■ TEXT BLOCK
"""
Much of the code is taken from the baseline-implementation:
https://github.com/hendrycks/error-detection/blob/master/NLP/Categorization/Reuters52.ipynb
"""
import logging
import os
import re
from typing import Tuple
import numpy as np
from torch.utils.data import ConcatDataset, Dataset
from torchvision.datasets.utils import download_url
from .stop_words import stop_words
log = logging.getLogger(__name__)
[docs]
class Reuters52(Dataset):
"""
Stemmed version of the Reuters 52 dataset, as used by Hendrycks et al.
Contains 52 classes.
"""
train_url = "https://raw.githubusercontent.com/hendrycks/error-detection/master/NLP/Categorization/data/r52-train.txt"
test_url = "https://raw.githubusercontent.com/hendrycks/error-detection/master/NLP/Categorization/data/r52-test.txt"
test_md5 = "8a82cdf79e111df1bb23a9bbc48f6d25"
train_md5 = "6b1d32bd95e95c1c26cd592d3bdb8c0e"
train_filename = "r52-train-stemmed.txt"
test_filename = "r52-test-stemmed.txt"
class2index = {
"acq": 0,
"alum": 1,
"bop": 2,
"carcass": 3,
"cocoa": 4,
"coffee": 5,
"copper": 6,
"cotton": 7,
"cpi": 8,
"cpu": 9,
"crude": 10,
"dlr": 11,
"earn": 12,
"fuel": 13,
"gas": 14,
"gnp": 15,
"gold": 16,
"grain": 17,
"heat": 18,
"housing": 19,
"income": 20,
"instal-debt": 21,
"interest": 22,
"ipi": 23,
"iron-steel": 24,
"jet": 25,
"jobs": 26,
"lead": 27,
"lei": 28,
"livestock": 29,
"lumber": 30,
"meal-feed": 31,
"money-fx": 32,
"money-supply": 33,
"nat-gas": 34,
"nickel": 35,
"orange": 36,
"pet-chem": 37,
"platinum": 38,
"potato": 39,
"reserves": 40,
"retail": 41,
"rubber": 42,
"ship": 43,
"strategic-metal": 44,
"sugar": 45,
"tea": 46,
"tin": 47,
"trade": 48,
"veg-oil": 49,
"wpi": 50,
"zinc": 51,
}
def __init__(self, root, transform=None, target_transform=None, train=True, download=True):
super(Dataset, self).__init__()
self.root = os.path.expanduser(root)
self.transforms = transform
self.target_transform = target_transform
self.is_train = train
self._targets = []
self._analyzer = None
if download:
self._download()

■ STORED RECORDS

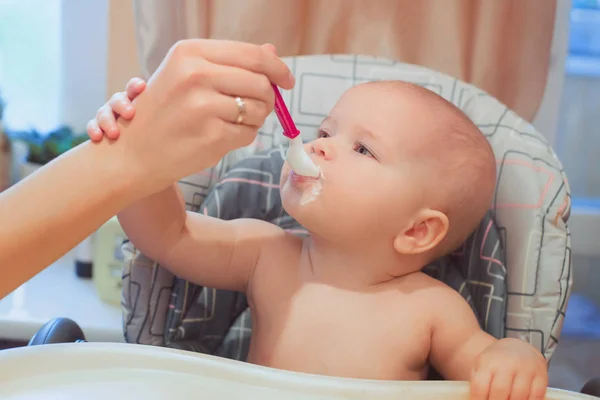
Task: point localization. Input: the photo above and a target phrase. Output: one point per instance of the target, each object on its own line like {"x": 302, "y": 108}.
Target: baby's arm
{"x": 204, "y": 250}
{"x": 201, "y": 249}
{"x": 460, "y": 350}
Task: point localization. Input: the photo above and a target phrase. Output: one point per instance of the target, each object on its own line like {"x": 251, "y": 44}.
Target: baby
{"x": 407, "y": 178}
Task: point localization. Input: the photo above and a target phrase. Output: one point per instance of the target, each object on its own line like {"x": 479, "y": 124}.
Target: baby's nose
{"x": 322, "y": 148}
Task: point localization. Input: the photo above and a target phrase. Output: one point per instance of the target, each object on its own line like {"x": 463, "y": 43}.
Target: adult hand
{"x": 185, "y": 119}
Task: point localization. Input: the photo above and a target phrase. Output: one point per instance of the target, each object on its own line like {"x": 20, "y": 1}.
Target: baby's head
{"x": 404, "y": 170}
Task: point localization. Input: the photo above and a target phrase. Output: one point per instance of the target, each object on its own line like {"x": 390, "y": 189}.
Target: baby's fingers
{"x": 480, "y": 385}
{"x": 121, "y": 105}
{"x": 107, "y": 122}
{"x": 134, "y": 87}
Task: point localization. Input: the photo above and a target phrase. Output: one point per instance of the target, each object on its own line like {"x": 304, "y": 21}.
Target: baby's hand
{"x": 509, "y": 369}
{"x": 119, "y": 105}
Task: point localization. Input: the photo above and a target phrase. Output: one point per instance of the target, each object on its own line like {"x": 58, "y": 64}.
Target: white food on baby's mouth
{"x": 299, "y": 161}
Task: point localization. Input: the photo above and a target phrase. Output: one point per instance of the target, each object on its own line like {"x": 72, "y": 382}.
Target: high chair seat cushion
{"x": 250, "y": 190}
{"x": 529, "y": 214}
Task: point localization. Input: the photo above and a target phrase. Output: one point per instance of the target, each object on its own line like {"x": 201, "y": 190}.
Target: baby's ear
{"x": 427, "y": 230}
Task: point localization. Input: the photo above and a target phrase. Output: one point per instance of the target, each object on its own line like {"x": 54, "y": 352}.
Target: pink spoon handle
{"x": 285, "y": 119}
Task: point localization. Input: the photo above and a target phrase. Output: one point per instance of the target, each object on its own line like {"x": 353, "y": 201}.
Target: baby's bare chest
{"x": 321, "y": 329}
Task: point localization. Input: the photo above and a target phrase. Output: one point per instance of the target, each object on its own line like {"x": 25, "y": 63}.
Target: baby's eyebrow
{"x": 361, "y": 129}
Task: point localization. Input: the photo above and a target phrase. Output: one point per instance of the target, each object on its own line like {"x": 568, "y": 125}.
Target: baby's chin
{"x": 300, "y": 200}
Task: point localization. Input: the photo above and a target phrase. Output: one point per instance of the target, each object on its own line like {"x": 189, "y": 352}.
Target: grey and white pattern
{"x": 515, "y": 270}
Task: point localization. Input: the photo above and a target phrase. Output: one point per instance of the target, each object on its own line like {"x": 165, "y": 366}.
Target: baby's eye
{"x": 362, "y": 149}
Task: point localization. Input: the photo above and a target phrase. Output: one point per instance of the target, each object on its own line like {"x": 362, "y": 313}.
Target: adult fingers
{"x": 520, "y": 388}
{"x": 538, "y": 388}
{"x": 238, "y": 54}
{"x": 93, "y": 131}
{"x": 107, "y": 122}
{"x": 235, "y": 82}
{"x": 254, "y": 111}
{"x": 269, "y": 47}
{"x": 134, "y": 87}
{"x": 238, "y": 135}
{"x": 121, "y": 105}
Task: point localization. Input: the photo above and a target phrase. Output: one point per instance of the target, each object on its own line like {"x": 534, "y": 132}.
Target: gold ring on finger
{"x": 241, "y": 104}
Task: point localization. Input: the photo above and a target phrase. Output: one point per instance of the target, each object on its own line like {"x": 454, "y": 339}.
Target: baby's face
{"x": 371, "y": 186}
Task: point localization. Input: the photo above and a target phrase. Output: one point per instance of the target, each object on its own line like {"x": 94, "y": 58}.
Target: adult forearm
{"x": 155, "y": 223}
{"x": 51, "y": 211}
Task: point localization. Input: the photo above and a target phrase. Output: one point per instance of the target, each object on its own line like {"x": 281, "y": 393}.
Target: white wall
{"x": 84, "y": 39}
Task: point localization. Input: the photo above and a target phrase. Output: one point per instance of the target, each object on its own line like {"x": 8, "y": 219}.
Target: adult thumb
{"x": 270, "y": 47}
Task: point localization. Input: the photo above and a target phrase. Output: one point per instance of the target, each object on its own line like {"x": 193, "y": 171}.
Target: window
{"x": 52, "y": 62}
{"x": 30, "y": 63}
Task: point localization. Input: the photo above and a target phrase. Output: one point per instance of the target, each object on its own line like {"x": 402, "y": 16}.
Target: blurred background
{"x": 61, "y": 59}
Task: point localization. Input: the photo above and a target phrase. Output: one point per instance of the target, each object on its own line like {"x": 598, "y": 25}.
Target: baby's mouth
{"x": 301, "y": 178}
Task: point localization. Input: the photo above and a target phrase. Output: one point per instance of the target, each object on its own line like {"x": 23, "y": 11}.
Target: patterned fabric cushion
{"x": 191, "y": 314}
{"x": 529, "y": 213}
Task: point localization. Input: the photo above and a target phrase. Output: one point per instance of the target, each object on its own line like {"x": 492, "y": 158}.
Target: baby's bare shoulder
{"x": 429, "y": 291}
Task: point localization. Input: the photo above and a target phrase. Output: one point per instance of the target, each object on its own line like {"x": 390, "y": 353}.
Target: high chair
{"x": 514, "y": 270}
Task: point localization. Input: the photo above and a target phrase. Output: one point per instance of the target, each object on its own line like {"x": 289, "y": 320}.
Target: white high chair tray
{"x": 125, "y": 371}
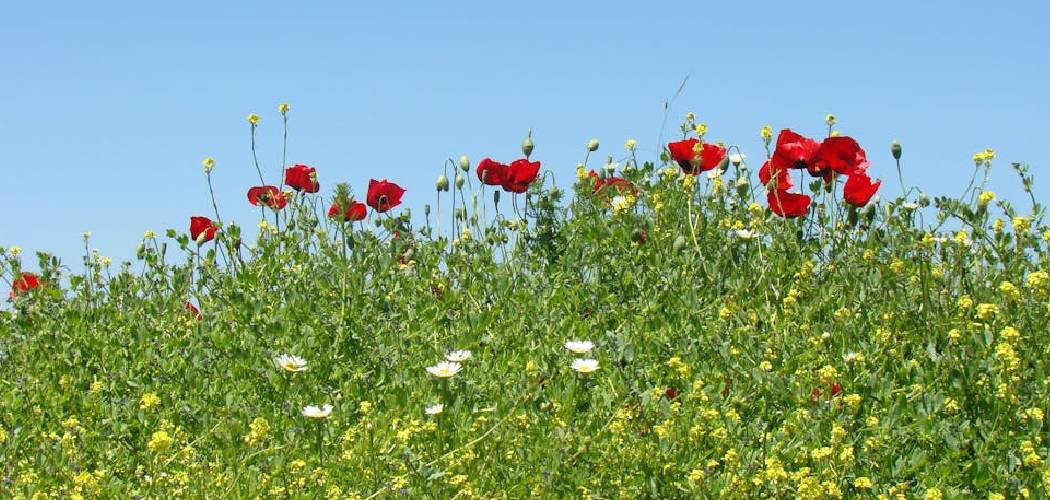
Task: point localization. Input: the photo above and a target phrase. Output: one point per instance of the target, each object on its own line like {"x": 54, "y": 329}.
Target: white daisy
{"x": 580, "y": 347}
{"x": 435, "y": 410}
{"x": 458, "y": 356}
{"x": 290, "y": 362}
{"x": 314, "y": 412}
{"x": 444, "y": 369}
{"x": 585, "y": 366}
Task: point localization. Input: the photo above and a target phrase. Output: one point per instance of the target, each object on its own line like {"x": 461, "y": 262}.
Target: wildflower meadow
{"x": 707, "y": 324}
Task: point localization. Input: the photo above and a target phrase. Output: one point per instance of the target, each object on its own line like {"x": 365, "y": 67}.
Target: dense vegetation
{"x": 863, "y": 347}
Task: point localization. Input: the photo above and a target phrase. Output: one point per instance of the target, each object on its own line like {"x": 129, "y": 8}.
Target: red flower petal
{"x": 520, "y": 174}
{"x": 267, "y": 196}
{"x": 793, "y": 150}
{"x": 383, "y": 195}
{"x": 490, "y": 172}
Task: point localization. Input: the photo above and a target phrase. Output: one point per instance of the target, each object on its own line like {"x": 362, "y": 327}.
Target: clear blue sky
{"x": 108, "y": 109}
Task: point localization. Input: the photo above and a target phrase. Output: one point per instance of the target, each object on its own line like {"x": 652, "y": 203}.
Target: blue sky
{"x": 109, "y": 107}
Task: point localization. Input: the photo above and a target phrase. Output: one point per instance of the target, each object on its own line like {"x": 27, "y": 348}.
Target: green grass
{"x": 855, "y": 352}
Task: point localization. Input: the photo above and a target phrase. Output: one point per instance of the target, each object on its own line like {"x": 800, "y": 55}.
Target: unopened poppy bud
{"x": 679, "y": 244}
{"x": 527, "y": 144}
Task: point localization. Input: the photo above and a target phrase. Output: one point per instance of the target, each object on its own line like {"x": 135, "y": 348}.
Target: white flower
{"x": 435, "y": 410}
{"x": 444, "y": 369}
{"x": 746, "y": 234}
{"x": 290, "y": 362}
{"x": 314, "y": 412}
{"x": 458, "y": 356}
{"x": 585, "y": 366}
{"x": 580, "y": 347}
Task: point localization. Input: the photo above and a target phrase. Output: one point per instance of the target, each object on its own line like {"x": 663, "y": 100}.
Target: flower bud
{"x": 527, "y": 144}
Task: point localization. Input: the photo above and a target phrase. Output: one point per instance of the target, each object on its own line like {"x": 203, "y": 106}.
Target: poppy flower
{"x": 859, "y": 188}
{"x": 354, "y": 211}
{"x": 23, "y": 284}
{"x": 301, "y": 178}
{"x": 836, "y": 389}
{"x": 202, "y": 229}
{"x": 789, "y": 205}
{"x": 841, "y": 154}
{"x": 520, "y": 174}
{"x": 491, "y": 172}
{"x": 693, "y": 162}
{"x": 267, "y": 196}
{"x": 794, "y": 150}
{"x": 765, "y": 174}
{"x": 192, "y": 309}
{"x": 383, "y": 195}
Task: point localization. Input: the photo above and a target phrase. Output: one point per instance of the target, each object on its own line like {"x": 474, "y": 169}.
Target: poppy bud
{"x": 527, "y": 144}
{"x": 679, "y": 244}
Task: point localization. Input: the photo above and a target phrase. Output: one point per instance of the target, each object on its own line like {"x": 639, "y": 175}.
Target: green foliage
{"x": 856, "y": 352}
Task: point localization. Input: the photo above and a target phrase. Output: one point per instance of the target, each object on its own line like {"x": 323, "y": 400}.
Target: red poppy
{"x": 267, "y": 196}
{"x": 794, "y": 150}
{"x": 694, "y": 162}
{"x": 302, "y": 178}
{"x": 841, "y": 154}
{"x": 23, "y": 284}
{"x": 354, "y": 211}
{"x": 765, "y": 174}
{"x": 836, "y": 389}
{"x": 520, "y": 174}
{"x": 789, "y": 204}
{"x": 202, "y": 229}
{"x": 491, "y": 172}
{"x": 192, "y": 309}
{"x": 383, "y": 195}
{"x": 859, "y": 188}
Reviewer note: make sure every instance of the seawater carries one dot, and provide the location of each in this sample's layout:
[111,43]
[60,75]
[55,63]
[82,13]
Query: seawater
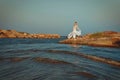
[18,61]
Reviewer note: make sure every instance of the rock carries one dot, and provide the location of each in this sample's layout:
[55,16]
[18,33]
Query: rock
[103,39]
[15,34]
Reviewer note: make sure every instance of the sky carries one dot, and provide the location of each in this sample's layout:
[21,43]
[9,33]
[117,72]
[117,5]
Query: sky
[58,16]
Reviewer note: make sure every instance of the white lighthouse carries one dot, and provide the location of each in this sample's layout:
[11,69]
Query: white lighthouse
[76,31]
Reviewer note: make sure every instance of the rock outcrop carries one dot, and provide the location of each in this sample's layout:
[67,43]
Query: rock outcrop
[15,34]
[105,39]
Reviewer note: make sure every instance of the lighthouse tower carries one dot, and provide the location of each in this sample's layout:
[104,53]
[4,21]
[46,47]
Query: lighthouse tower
[76,31]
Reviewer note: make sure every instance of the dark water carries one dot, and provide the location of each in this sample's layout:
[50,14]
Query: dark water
[45,59]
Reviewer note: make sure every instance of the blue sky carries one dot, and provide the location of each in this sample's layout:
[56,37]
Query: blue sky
[58,16]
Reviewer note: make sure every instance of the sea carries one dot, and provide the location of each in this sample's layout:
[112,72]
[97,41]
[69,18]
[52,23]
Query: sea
[46,59]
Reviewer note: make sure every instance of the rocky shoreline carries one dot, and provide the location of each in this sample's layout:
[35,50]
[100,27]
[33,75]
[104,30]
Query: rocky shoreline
[102,39]
[15,34]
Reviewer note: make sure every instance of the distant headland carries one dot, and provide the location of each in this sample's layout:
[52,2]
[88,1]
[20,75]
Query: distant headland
[103,39]
[16,34]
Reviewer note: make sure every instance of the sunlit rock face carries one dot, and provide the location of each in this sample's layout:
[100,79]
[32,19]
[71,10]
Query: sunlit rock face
[76,31]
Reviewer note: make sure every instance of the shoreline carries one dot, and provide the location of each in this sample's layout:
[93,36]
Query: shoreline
[101,39]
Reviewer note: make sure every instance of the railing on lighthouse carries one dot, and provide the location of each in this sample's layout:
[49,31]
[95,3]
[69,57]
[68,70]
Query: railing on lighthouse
[76,31]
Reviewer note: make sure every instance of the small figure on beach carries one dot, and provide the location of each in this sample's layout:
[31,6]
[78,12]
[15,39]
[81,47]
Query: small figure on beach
[76,31]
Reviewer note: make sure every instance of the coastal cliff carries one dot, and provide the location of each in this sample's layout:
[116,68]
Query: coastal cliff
[103,39]
[15,34]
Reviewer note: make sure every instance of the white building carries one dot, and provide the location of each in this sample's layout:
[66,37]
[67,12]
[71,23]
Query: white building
[76,31]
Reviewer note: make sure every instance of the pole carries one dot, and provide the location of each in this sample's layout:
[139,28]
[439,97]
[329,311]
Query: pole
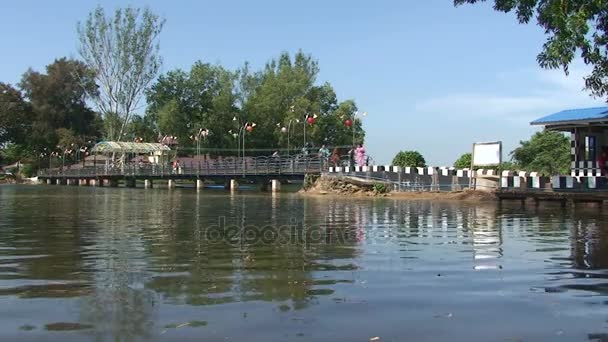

■ GIVEN EXERCISE 1
In the Reuters 52 code, list every parameter that the __init__ method accepts, apart from self.
■ GIVEN EXERCISE 2
From the Reuters 52 code, extract everything from "import logging" down to "Hendrycks et al.", without altering anything.

■ TASK SOLUTION 1
root
transform
target_transform
train
download

■ TASK SOLUTION 2
import logging
import os
import re
from typing import Tuple
import numpy as np
from torch.utils.data import ConcatDataset, Dataset
from torchvision.datasets.utils import download_url
from .stop_words import stop_words
log = logging.getLogger(__name__)
[docs]
class Reuters52(Dataset):
"""
Stemmed version of the Reuters 52 dataset, as used by Hendrycks et al.